[Given data — start]

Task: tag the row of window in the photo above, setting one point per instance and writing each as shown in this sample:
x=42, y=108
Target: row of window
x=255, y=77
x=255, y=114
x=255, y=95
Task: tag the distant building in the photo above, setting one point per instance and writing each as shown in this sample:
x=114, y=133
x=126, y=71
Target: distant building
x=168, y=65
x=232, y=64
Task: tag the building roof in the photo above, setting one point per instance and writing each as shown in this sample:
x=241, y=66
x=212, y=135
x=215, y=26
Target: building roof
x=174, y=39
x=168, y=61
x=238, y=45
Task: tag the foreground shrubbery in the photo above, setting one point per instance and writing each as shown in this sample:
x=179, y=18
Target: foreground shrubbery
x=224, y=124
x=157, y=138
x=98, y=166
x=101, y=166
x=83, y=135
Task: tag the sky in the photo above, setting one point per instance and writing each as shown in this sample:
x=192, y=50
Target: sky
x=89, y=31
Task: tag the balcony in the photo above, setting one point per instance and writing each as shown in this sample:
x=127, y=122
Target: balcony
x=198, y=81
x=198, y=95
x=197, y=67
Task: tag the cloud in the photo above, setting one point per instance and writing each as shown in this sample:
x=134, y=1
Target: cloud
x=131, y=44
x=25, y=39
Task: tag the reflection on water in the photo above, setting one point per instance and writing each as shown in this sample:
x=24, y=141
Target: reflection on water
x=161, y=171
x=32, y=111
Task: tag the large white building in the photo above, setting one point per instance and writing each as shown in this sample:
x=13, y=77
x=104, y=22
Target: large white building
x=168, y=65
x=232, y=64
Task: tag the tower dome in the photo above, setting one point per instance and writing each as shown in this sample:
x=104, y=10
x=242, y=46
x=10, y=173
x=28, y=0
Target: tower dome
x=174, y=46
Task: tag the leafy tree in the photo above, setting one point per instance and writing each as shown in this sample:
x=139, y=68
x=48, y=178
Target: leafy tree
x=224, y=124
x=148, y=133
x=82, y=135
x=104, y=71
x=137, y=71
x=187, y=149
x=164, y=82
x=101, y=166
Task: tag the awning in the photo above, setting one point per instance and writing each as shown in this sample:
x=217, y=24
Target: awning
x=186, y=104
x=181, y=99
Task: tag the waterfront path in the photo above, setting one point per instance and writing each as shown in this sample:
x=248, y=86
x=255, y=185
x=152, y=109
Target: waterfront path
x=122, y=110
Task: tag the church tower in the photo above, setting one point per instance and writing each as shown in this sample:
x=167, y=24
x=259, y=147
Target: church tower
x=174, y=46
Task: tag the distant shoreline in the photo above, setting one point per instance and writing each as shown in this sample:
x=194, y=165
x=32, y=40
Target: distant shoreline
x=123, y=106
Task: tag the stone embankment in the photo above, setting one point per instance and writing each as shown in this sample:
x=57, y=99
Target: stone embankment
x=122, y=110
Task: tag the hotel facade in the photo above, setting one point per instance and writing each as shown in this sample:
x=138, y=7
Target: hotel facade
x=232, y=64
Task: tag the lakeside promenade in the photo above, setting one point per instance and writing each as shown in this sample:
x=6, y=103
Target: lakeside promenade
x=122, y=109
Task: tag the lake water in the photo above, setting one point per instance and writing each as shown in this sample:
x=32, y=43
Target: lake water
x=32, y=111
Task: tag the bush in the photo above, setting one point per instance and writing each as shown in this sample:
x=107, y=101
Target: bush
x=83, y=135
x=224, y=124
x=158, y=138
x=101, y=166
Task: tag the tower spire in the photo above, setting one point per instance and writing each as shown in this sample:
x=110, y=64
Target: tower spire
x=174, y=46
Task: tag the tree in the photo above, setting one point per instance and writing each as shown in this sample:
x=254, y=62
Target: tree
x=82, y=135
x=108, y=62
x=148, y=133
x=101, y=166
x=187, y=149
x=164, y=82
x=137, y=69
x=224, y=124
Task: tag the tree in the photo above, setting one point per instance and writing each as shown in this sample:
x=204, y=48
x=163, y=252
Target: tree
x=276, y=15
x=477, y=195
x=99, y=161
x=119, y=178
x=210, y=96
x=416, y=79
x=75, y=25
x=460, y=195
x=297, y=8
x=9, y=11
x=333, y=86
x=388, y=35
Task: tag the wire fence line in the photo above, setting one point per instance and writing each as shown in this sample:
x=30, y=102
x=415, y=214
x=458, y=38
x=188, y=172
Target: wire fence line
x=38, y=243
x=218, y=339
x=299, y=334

[Given data — finish]

• **Exercise details**: Transcribe every line above, character for character.

• **Written response**:
Task: tag the row of window in the photo above, setting one point per instance and writing each as shown in this sample:
x=42, y=108
Target: row of window
x=255, y=77
x=255, y=114
x=255, y=95
Task: tag the distant building in the photo above, setting one point per instance and writing each as shown in this sample:
x=114, y=133
x=126, y=71
Target: distant building
x=168, y=65
x=232, y=64
Task: tag the building roof in the photo above, setting one point per instance and writing each as shown in this sample:
x=241, y=66
x=212, y=135
x=215, y=26
Target: building roof
x=174, y=39
x=168, y=61
x=238, y=45
Task: tag the foreground shrubbery in the photo above, setting one point per instance and writing each as shown in this sample:
x=179, y=18
Target: foreground shrubbery
x=224, y=124
x=157, y=138
x=98, y=166
x=101, y=166
x=83, y=135
Task: tag the sky in the photo above, setting one point per instance and writing each as shown in this sample:
x=192, y=50
Target: sky
x=89, y=31
Task: tag the balcony in the photo above, setting one point per instance and writing each as shown in this sample:
x=127, y=122
Target: balcony
x=198, y=81
x=198, y=95
x=197, y=67
Task: tag the cloud in the photo above, setting one point per instance and writing each as shown in this sample:
x=134, y=1
Target: cloud
x=131, y=44
x=25, y=39
Task: tag the reflection on water in the photo above, setting one point per instance and writing each as shown in this sample:
x=24, y=141
Target: reflection on water
x=161, y=171
x=32, y=111
Task: tag the large white building in the photo above, setting one point per instance and writing each as shown in this sample:
x=13, y=77
x=104, y=22
Target: large white building
x=168, y=65
x=232, y=64
Task: tag the tower dome in the photo above, setting one point per instance and writing each as shown in this sample:
x=104, y=10
x=242, y=46
x=10, y=173
x=28, y=0
Target: tower dome
x=174, y=46
Task: tag the leafy tree in the photo above, setting one point per instance and writing each as shown in this sample:
x=139, y=68
x=48, y=178
Target: leafy tree
x=224, y=124
x=148, y=133
x=82, y=135
x=104, y=71
x=137, y=71
x=187, y=149
x=164, y=82
x=101, y=166
Task: tag the awning in the photo above, setting one point per instance and writing each as shown in this sample:
x=217, y=24
Target: awning
x=186, y=104
x=181, y=99
Task: tag the waterfront path in the photo above, setting one point per instance and writing each as shown in this sample:
x=248, y=86
x=255, y=185
x=152, y=109
Target: waterfront path
x=122, y=110
Task: tag the church tower in the photo above, setting one point per instance and writing each as shown in this sample:
x=167, y=24
x=259, y=147
Target: church tower
x=174, y=46
Task: tag the distant shoreline in the photo above, setting one point per instance and writing each as shown in this sample:
x=194, y=165
x=32, y=40
Target: distant shoreline
x=123, y=106
Task: tag the stone embankment in the photo above, setting one point per instance and writing each as shown in this sample:
x=57, y=99
Target: stone embankment
x=122, y=110
Task: tag the hotel facade in the photo above, setting one point per instance and writing each as shown in this sample:
x=138, y=7
Target: hotel facade
x=232, y=64
Task: tag the lakeside promenade in the photo above, setting one point per instance and writing each as shown in this sample:
x=6, y=103
Target: lakeside promenade
x=122, y=109
Task: tag the lake water in the photo above, setting one point per instance and writing each as shown in this sample:
x=32, y=43
Target: lake water
x=32, y=111
Task: tag the bush in the photo above, setting one point per instance and writing each as shown in this sample:
x=107, y=101
Target: bush
x=83, y=135
x=224, y=124
x=158, y=138
x=101, y=166
Task: tag the tower spire in the photo above, setting one point per instance and writing each as shown in this sample:
x=110, y=64
Target: tower spire
x=174, y=46
Task: tag the tree in the photo above, setting one point per instance and writing each as shown in this sample:
x=254, y=62
Target: tree
x=82, y=135
x=108, y=62
x=148, y=133
x=101, y=166
x=187, y=149
x=164, y=82
x=137, y=69
x=224, y=124
Task: tag the tree in the photo above, setting one point per instance and writing each as shown in this sample:
x=204, y=48
x=163, y=252
Target: tree
x=276, y=15
x=477, y=195
x=99, y=161
x=119, y=178
x=210, y=96
x=416, y=79
x=75, y=25
x=460, y=195
x=297, y=8
x=9, y=11
x=333, y=86
x=388, y=35
Task: tag the wire fence line in the photo above, setting one point per instance and writing each as shown in this sample:
x=30, y=102
x=415, y=214
x=458, y=38
x=188, y=172
Target: wire fence line
x=38, y=243
x=218, y=339
x=299, y=334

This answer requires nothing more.